[Records from a data source]
□ □ □ □ □
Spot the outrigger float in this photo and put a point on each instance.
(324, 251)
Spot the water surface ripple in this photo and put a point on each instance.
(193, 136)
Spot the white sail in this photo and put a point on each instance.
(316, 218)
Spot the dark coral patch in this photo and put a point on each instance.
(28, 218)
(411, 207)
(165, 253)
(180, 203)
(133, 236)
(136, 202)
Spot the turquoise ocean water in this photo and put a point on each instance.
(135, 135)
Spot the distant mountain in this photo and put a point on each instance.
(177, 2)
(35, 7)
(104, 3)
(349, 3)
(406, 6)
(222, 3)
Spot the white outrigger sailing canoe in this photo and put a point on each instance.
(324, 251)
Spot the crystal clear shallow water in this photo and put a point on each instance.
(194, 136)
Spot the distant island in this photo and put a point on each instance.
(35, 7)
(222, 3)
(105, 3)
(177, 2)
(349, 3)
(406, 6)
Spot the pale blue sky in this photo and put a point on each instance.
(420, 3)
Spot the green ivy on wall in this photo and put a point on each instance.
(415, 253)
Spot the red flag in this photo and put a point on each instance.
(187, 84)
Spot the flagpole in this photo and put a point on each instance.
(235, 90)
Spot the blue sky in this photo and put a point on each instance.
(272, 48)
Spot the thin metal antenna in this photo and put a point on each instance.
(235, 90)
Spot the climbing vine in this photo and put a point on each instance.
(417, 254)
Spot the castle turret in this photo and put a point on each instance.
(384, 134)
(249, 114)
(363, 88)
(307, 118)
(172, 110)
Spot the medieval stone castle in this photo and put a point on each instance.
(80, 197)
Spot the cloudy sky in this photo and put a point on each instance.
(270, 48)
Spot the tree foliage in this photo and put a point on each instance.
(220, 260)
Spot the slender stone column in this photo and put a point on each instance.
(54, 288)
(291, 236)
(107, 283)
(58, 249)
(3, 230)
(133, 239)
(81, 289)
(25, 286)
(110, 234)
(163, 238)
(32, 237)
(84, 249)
□ □ □ □ □
* Work required
Write out again only the lines from the one with "Spot the thin" through the last line of the records above. Keep every word as it stands.

* Your solution
Spot the thin metal antenna in this photo and put a point on each instance.
(235, 90)
Spot the climbing vine in this photo and put a point on each instance.
(417, 254)
Spot the castle turret in this photo and put a point on each instance.
(384, 134)
(249, 114)
(363, 88)
(307, 118)
(172, 110)
Spot the medieval stone castle in this photo and put a point on each instance.
(80, 197)
Spot the cloudy sky in this photo and put a point on each instance.
(270, 48)
Spot the tree foliage in this photo and put a point on each instance.
(220, 260)
Spot the slender stone column in this photo and put a point on each instance.
(54, 288)
(291, 236)
(107, 283)
(58, 249)
(3, 230)
(133, 239)
(81, 289)
(25, 286)
(110, 234)
(163, 238)
(32, 237)
(84, 249)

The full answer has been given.